## [Instruction a]
Count the lines of the listing that contain the string "desert", treating uppercase and lowercase as different, and give only the number.

Posted by: RAM | August 27, 2015

Friday (August 28): “Stay awake, for you know neither the day nor the hour.”

Mabuhay at Mabuting Balita!
Month of the Immaculate Heart of Mary
Memorial of Saint Augustine, Bishop and Doctor of the Church, Patron of Brewers

Friday of the Twenty-first Week in Ordinary Time
Lectionary: 429

First Reading: 1 Thessalonians 4:1-8
Psalms 97:1-2B, 5-6, 10-12:   
Rejoice in the Lord, you just!
Gospel: Matthew 25:1-13

Jesus told his disciples this parable:
“The Kingdom of heaven will be like ten virgins
who took their lamps and went out to meet the bridegroom.
Five of them were foolish and five were wise.
The foolish ones, when taking their lamps,
brought no oil with them,
but the wise brought flasks of oil with their lamps.
Since the bridegroom was long delayed,
they all became drowsy and fell asleep.
At midnight, there was a cry,
‘Behold, the bridegroom! Come out to meet him!’
Then all those virgins got up and trimmed their lamps.
The foolish ones said to the wise,
‘Give us some of your oil,
for our lamps are going out.’
But the wise ones replied,
‘No, for there may not be enough for us and you.
Go instead to the merchants and buy some for yourselves.’
While they went off to buy it,
the bridegroom came
and those who were ready went into the wedding feast with him.
Then the door was locked.
Afterwards the other virgins came and said,
‘Lord, Lord, open the door for us!’
But he said in reply,
‘Amen, I say to you, I do not know you.’
Therefore, stay awake,
for you know neither the day nor the hour.” http://www.usccb.org/bible/readings/082815.cfm

Reflection: Are you missing out on what’s most important in life? Being unprepared can lead to unnecessary trouble and even disaster! What good is a life-jacket left on the shore when the boat is sinking? Jesus’ story of ten single ladies waiting for a wedding procession in the middle of the night seems strange to most westerners today. But Jesus’ audience knew all too well how easily this could happen to them.

Don’t miss the most important engagement of all
Wedding customs in ancient Palestine required extra vigilance and preparation for everyone involved. (Some near eastern villages still follow this custom.) The bride and groom did not go away for their honeymoon, but celebrated for a whole week with their family and friends. It was the custom for the groom, in company with his friends, to come at his discretion and get his bride and bring her to their new home. They would take the longest route possible so that many villagers along the way could join in the wedding procession. Once they arrived and closed the doors, no one else could be admitted. If the groom decided to come and bring his bride at night, then lights were required by necessity to guide the travelers through the dark and narrow streets. No one was allowed on the village streets at night without a lamp!

Saved entries

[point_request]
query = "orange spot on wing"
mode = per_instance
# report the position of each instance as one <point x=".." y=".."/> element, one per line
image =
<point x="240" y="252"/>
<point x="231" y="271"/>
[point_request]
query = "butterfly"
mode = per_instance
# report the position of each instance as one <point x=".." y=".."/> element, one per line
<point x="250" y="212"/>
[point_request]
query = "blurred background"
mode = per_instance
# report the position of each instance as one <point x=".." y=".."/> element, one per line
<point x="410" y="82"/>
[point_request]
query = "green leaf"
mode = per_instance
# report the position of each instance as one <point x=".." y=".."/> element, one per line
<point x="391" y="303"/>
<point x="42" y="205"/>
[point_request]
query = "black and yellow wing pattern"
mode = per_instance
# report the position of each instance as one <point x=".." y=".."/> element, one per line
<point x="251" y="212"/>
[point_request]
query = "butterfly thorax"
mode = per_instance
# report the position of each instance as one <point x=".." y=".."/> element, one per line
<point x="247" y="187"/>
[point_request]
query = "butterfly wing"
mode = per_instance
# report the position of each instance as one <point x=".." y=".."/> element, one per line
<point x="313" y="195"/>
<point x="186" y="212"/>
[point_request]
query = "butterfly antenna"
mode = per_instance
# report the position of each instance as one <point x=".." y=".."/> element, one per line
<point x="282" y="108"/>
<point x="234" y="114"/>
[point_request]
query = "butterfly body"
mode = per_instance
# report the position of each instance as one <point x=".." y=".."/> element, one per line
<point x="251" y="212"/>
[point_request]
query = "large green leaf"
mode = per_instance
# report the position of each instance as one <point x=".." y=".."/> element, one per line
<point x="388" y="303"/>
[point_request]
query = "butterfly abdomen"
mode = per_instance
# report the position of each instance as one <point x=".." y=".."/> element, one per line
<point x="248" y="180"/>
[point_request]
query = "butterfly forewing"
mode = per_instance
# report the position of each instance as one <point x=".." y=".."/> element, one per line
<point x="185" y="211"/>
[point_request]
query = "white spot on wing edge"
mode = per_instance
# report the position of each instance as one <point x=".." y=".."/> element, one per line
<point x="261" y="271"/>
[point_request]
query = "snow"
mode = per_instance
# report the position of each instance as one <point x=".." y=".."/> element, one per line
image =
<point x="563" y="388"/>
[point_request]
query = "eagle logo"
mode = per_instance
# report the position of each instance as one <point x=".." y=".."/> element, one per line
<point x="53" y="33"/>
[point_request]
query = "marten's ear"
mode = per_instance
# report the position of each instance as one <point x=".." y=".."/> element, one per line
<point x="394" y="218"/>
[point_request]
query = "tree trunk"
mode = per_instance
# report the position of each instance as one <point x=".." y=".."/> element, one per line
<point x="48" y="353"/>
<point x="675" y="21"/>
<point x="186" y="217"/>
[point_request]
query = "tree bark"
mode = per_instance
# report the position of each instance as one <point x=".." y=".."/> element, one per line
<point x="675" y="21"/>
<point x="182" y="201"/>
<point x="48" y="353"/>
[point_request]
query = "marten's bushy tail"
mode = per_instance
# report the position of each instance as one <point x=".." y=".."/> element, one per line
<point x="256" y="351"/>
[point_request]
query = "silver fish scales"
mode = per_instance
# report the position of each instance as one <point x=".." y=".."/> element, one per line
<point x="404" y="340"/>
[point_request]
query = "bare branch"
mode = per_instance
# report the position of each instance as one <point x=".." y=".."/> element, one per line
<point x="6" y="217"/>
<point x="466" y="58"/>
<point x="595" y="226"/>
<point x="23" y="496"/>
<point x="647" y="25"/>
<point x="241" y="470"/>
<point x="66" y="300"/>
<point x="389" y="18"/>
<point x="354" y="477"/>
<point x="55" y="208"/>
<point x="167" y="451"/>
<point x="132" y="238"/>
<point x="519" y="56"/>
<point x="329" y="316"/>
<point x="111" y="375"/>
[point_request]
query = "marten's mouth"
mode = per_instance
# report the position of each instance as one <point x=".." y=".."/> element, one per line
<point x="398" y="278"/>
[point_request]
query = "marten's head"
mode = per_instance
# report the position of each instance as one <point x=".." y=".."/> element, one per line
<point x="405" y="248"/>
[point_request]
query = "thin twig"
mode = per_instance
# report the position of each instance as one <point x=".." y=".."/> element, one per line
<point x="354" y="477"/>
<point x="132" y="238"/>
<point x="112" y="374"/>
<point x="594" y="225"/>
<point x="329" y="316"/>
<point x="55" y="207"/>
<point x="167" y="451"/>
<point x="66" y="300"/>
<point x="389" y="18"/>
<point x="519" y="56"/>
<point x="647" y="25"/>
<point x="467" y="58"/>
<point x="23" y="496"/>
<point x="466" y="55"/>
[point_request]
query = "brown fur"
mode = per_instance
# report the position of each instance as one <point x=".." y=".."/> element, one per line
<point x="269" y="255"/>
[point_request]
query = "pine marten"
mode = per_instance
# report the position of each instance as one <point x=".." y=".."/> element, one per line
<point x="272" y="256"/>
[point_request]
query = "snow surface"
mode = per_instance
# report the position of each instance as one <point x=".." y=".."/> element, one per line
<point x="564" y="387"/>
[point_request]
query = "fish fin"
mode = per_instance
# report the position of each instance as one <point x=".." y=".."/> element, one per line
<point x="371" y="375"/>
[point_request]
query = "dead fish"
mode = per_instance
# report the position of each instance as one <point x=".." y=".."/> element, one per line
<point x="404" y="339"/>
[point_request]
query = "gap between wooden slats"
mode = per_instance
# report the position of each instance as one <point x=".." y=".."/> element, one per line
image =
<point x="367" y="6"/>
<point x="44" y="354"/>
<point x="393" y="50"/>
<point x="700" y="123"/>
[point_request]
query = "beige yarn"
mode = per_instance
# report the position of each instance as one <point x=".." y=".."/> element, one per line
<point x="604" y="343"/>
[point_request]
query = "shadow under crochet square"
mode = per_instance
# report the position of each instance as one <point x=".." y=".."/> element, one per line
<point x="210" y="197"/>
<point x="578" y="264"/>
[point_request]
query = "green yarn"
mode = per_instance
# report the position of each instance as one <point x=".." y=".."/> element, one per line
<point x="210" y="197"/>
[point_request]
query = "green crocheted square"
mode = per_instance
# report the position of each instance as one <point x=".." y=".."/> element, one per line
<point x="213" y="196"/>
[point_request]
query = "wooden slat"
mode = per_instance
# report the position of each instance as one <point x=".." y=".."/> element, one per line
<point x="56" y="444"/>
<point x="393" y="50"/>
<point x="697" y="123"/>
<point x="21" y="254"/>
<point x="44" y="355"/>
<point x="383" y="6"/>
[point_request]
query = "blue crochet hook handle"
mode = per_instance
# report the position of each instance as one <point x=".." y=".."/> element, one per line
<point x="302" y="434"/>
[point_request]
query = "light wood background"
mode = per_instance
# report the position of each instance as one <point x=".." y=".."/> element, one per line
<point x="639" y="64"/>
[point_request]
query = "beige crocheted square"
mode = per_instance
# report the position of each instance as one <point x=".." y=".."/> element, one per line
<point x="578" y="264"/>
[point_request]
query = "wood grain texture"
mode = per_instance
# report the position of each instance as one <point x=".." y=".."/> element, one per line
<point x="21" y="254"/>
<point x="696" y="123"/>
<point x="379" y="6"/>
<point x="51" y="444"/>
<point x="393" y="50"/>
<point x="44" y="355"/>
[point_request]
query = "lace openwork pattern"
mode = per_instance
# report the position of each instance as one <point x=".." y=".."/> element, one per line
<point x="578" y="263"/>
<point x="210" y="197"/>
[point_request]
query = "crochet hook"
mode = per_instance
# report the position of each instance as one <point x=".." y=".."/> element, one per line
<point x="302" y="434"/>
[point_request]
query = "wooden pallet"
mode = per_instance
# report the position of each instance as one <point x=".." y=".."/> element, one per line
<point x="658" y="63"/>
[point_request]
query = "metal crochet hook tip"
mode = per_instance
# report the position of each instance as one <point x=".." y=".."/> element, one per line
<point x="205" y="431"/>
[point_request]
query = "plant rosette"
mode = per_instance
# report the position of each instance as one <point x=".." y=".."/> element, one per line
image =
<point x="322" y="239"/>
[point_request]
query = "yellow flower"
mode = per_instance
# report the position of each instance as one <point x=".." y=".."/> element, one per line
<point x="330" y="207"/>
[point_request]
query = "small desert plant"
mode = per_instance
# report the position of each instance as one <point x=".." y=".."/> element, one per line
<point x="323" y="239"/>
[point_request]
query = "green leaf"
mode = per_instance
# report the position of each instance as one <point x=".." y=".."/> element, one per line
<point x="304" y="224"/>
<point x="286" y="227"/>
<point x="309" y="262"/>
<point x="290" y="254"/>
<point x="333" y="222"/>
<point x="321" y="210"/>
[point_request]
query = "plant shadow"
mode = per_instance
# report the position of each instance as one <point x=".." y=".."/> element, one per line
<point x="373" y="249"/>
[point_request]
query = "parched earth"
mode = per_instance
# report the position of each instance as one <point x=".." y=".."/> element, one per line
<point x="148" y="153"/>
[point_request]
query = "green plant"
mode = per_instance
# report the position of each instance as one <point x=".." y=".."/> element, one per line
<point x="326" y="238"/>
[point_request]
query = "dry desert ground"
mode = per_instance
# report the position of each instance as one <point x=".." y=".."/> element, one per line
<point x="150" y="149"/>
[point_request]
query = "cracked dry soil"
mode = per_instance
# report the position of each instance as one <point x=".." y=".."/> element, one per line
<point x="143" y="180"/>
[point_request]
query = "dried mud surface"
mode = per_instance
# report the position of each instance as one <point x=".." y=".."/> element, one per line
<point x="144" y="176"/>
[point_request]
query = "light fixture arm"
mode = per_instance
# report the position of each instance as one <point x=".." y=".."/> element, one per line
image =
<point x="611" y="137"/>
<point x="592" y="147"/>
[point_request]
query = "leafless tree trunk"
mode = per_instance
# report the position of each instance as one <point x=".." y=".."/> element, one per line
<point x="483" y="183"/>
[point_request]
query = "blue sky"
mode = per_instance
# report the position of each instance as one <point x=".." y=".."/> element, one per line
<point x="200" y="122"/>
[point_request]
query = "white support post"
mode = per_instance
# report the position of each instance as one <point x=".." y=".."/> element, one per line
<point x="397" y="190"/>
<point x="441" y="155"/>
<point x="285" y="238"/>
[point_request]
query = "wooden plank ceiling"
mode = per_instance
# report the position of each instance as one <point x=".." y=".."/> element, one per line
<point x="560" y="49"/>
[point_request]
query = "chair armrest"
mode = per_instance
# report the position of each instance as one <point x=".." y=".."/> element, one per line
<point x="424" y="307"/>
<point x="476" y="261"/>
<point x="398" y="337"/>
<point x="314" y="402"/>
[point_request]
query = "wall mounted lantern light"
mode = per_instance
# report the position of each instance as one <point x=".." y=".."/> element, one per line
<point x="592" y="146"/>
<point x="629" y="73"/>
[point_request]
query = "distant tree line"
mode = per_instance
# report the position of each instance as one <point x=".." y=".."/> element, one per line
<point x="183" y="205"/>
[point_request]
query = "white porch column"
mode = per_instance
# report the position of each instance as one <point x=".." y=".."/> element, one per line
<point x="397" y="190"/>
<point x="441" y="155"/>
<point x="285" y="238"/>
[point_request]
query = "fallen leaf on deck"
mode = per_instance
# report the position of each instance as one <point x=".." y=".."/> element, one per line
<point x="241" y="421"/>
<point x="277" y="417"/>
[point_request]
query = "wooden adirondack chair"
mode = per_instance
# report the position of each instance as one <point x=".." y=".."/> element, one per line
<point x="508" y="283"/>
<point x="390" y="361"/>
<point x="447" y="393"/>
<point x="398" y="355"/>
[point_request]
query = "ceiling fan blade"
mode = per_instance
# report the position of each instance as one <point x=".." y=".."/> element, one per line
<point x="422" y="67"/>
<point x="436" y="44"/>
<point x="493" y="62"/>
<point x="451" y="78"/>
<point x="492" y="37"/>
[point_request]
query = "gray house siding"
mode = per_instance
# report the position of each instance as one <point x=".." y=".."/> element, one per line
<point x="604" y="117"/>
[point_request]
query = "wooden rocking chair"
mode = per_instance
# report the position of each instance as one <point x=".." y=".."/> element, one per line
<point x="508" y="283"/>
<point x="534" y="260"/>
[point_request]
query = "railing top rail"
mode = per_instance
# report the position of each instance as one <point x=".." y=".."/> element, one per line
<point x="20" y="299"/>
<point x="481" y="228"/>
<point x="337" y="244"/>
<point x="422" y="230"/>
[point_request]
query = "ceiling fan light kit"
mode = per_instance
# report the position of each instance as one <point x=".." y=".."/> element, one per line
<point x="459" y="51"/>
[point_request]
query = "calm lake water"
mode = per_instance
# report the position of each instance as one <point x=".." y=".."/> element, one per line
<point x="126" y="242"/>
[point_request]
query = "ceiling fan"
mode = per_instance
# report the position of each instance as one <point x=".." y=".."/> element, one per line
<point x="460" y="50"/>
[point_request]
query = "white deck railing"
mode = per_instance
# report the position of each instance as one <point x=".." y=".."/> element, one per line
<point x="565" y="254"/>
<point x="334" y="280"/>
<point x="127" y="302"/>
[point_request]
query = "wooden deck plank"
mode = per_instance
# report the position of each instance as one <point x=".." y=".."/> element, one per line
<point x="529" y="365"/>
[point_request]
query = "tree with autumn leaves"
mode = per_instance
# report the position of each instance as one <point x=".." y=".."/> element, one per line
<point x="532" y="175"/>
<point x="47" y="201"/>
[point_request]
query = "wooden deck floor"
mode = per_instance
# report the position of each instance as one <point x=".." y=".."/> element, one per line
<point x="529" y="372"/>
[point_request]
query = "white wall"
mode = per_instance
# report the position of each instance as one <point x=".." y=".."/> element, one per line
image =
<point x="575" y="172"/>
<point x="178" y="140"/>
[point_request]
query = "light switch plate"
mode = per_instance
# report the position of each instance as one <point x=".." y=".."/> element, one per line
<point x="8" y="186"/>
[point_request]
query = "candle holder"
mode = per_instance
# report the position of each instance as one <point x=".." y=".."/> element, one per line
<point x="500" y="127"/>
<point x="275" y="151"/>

## [Instruction b]
Decide whether each statement below agrees with the passage on the parable of the ten virgins above. Answer yes or no, and quote the words of the passage that settle it: (i) Five of the virgins were foolish and five were wise. (ii) The bride and groom went away for their honeymoon. (iii) The wedding procession took the shortest route to the couple's new home.

## [Task output a]
2

## [Task output b]
(i) Yes: "Five of them were foolish and five were wise."
(ii) No: "The bride and groom did not go away for their honeymoon, but celebrated for a whole week with their family and friends."
(iii) No: "They would take the longest route possible so that many villagers along the way could join in the wedding procession."